SOURCE TEXT:
========

My task for today was to integrate a Git library into my blog app. I had a skeleton hand-rolled Java Android app with no build system -- only a Makefile.

Searching the web, I came across JGit. It was written in Java and was near the top of Google Search. So I went with it. I asked ChatGPT what else I would need to add it as a dependency. It recommended slf4j, whatever that means. I was new to the Java ecosystem, so I just did what it told me to (I didn't want to waste any more time on a project only I'd use).

After downloading the JARs, I updated the Makefile so that d8 includes them in the compilation step. When I ran the app, it gave me an error:

Error: Translation bundle could not be found for [org.eclipse.jgit.internal.JGitText, en_US]

I ChatGPTed the error and found it was due to a missing JGitText.properties file. I didn't have a whole lot of experience working with JARs, so I extracted the .jar archive and searched for the file.

Surprisingly, the JGitText.properties file existed and was at the right location in the JAR, so I asked my AI guru what the problem could be. It said that for the particular locale, a JGitText_en_US.properties file needs to exist, but also said that if the file is not found, JGitText.properties should be the fallback and will be used instead.

I rechecked that the fallback file existed, and ran the app several times, copying the file with _en_US and _en suffixes between the runs. But it still didn't work. Neither the US English locale file nor the fallback file was being loaded by JGit at runtime.

========

QUESTIONS:
[a] In the JGit account above:
(i) What did the app have in place of a build system?
(ii) Which dependency did ChatGPT recommend?
(iii) Which missing file was blamed for the error?
[b] Can you extend the JGit account beyond its last sentence?

========

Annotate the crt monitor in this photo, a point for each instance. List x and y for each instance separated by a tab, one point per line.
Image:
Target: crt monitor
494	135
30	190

========

ANSWERS IN ORDER:
[a]
(i) Only a Makefile.
(ii) slf4j.
(iii) JGitText.properties.

[b]
I suspected that d8 has something to do with it; maybe it's just converting the .class files in the JAR into classes.dex, and ignoring the .properties files in the JAR altogether. I once again asked my AI guru about it, and it asserted that indeed d8 skips files not ending with .class, even if you specify the whole .jar file to d8.

Now here's where the AI ran into a frenzy. It told me to add the .properties files to the .jar before the dex step. But hold on: the JAR file already has the .properties files in it! I updated the .jar to have multiple copies of JGitText.properties with different suffixes for locales. Even if working with a single JGitText.properties file, it should already be present in the JAR, but the AI thinks it's not. Even after telling that the files exist in the JAR, it still prints the previous unhelpful output.

At the end, I got to work. The fix was much simpler: I copied the .properties files in the JAR with the parent directories, to the root of my project, and put in under a folder called properties. Just appending the newly-created properties directory path to aapt made it work. Unzipping the APK, I could now see the org/eclipse/jgit/internal directory with the .properties files inside.